Study text:
****************************************

Today’s class in Bioinformatics: Models and Algorithms (a graduate/college senior course) went fairly well.
I started by collecting the first assignment and asking if there were any questions, about anything in the class. I used a bit longer wait time than I usually use for that prompt, and was rewarded by having a reasonable question asked by someone who had clearly been hesitant to ask. I’ve been finding that “Wait Time” is one of the most powerful techniques in Teach Like a Champion.
The first part of class was just a quick summary of DNA sequencing techniques, with an emphasis on the effect the different technologies had on the sequence data collected (read lengths, number of reads, error models). Many of the students had already had much more extensive coverage of DNA sequencing elsewhere (there is an undergraduate course about half of which is sequencing technology), and several students were able to volunteer more up-to-date information about library preparation than I have (since they worked directly with the stuff in wet labs).
I reserved the last 15 minutes of the class for a simple question that I asked the students “What is probability?”

****************************************

Supplied material:
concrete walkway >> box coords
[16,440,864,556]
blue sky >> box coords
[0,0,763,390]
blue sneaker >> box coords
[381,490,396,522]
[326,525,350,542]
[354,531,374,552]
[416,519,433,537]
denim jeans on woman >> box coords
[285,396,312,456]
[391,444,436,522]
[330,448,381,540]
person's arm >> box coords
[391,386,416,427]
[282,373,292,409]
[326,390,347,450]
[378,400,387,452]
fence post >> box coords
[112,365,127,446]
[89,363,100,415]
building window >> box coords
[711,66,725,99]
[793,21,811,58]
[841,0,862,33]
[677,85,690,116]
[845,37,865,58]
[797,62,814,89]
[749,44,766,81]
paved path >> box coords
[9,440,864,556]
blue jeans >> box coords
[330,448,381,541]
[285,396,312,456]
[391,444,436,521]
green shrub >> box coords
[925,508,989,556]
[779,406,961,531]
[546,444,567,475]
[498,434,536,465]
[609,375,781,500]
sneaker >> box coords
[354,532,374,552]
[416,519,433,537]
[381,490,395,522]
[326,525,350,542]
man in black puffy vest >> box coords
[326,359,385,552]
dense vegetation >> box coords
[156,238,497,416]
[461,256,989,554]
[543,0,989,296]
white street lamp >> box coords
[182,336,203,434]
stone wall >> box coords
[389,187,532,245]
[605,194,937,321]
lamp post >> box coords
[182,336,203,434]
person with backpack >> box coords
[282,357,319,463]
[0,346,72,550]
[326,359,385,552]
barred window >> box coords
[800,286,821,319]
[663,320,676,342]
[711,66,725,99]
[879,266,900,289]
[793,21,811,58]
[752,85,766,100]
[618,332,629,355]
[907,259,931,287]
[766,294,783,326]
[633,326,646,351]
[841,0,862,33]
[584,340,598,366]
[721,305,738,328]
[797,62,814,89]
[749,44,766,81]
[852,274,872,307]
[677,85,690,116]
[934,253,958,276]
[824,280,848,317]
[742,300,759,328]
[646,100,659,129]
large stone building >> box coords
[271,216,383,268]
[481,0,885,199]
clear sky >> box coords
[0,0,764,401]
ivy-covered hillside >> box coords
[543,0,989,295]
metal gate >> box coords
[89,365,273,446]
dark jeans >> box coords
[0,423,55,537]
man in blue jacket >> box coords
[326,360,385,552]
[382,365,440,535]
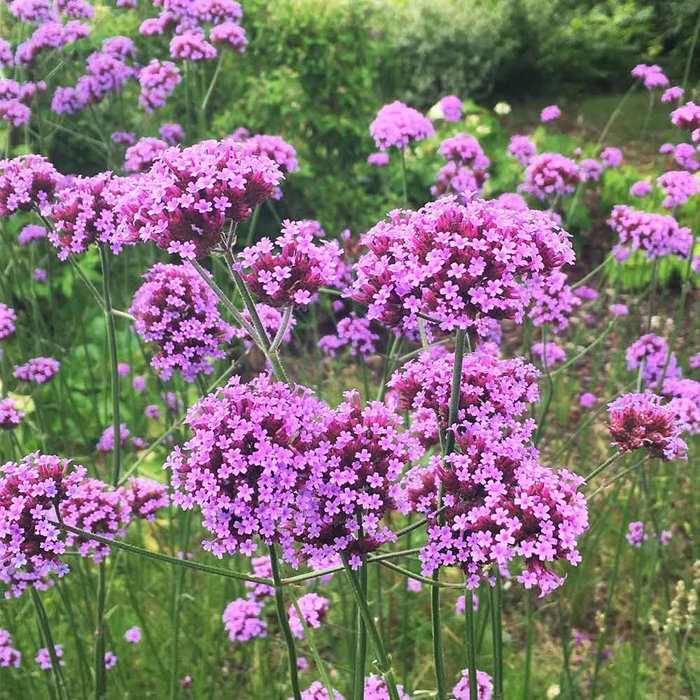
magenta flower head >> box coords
[607,393,688,461]
[288,681,345,700]
[369,100,435,151]
[608,208,692,260]
[508,135,537,166]
[119,141,283,258]
[138,58,182,112]
[388,350,540,444]
[438,95,462,122]
[289,593,330,639]
[362,672,411,700]
[0,303,17,340]
[130,263,233,382]
[630,180,654,197]
[518,153,581,201]
[352,197,574,333]
[239,220,340,307]
[0,155,61,217]
[0,452,86,598]
[540,105,561,124]
[0,627,22,668]
[600,146,624,168]
[48,172,133,260]
[222,598,267,642]
[671,102,700,133]
[12,357,61,384]
[0,398,24,430]
[124,476,170,522]
[367,151,389,168]
[452,668,493,700]
[656,170,700,209]
[165,374,333,559]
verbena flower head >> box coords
[289,593,330,639]
[0,398,24,430]
[540,105,561,124]
[0,303,17,340]
[119,141,283,257]
[387,350,539,444]
[518,153,581,200]
[0,627,22,668]
[239,220,340,307]
[293,392,423,566]
[656,170,700,209]
[48,172,132,260]
[608,393,688,461]
[0,155,60,217]
[124,476,170,522]
[438,95,462,122]
[608,205,692,260]
[369,100,435,151]
[625,333,681,388]
[631,63,669,90]
[352,197,574,332]
[661,85,685,103]
[130,263,233,382]
[138,58,182,112]
[221,598,267,643]
[452,668,493,700]
[0,452,85,598]
[508,135,537,166]
[409,423,588,595]
[363,673,411,700]
[600,146,624,168]
[12,357,61,384]
[166,374,332,557]
[59,479,131,563]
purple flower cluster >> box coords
[508,135,537,166]
[656,170,700,209]
[608,393,688,461]
[452,668,493,700]
[0,155,60,217]
[352,197,574,332]
[12,357,61,384]
[608,205,692,260]
[631,63,669,90]
[119,141,283,257]
[59,479,131,563]
[221,598,267,642]
[239,220,340,307]
[518,153,581,201]
[0,627,22,668]
[0,398,24,430]
[139,58,182,112]
[289,593,330,639]
[0,452,85,598]
[130,263,233,382]
[0,303,17,340]
[369,100,435,151]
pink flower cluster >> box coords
[119,141,283,258]
[369,100,435,151]
[0,452,85,598]
[518,153,581,201]
[608,205,692,260]
[238,220,340,307]
[130,263,233,382]
[352,197,574,332]
[12,357,61,384]
[608,393,688,461]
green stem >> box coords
[343,555,400,700]
[268,544,301,700]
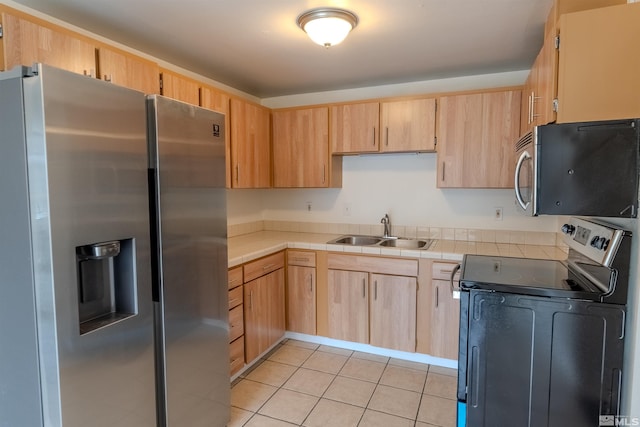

****************************************

Questions to answer:
1. In the bioinformatics class account, why were several students able to offer more current information about library preparation than the instructor had?
2. Resume the bioinformatics class account after its last sentence.

Answers by item:
1. Those students had worked directly with library preparation in wet labs.

2.
I managed to elicit many concepts related to probability, which I affirmed and talked about briefly, even though they weren’t directly part of the definition of probability. This included things like “frequency”, “observable data”, and “randomness”. One volunteered concept that I put off for later was “conditional probability”—we need to get a definition of probability before we can deal with conditional probability.
Somewhat surprising this year, as that the first concept that was volunteered was that we needed an “event space”. That is usually the hardest concept to lead students to, so I was surprised that it came up first. It took a while to get someone to bring up the concept of “number”—that probabilities are numeric. Someone also came up with the idea “the event space equals 1”, which I pressed them to make more precise and rigorous, which quickly became that the sum of probabilities of of events is 1. I snuck in that probabilities of events meant a function (I usually press the students to come up with the word “function”, but we were running low on time), and got them to give me the range of the function.
Someone in the class volunteered that summation only worked for discrete event spaces and that integration was needed for continuous ones (the same person who had brought up event spaces initially—clearly someone who had paid attention in a probability class—possibly as a math major, since people who just regard probability as a tool to apply rarely remember or think about the definitions).
So by the end of the class we had a definition of probability that is good enough for this course:
- A function from an event space to [0,1]
- that sums (or integrates) to 1.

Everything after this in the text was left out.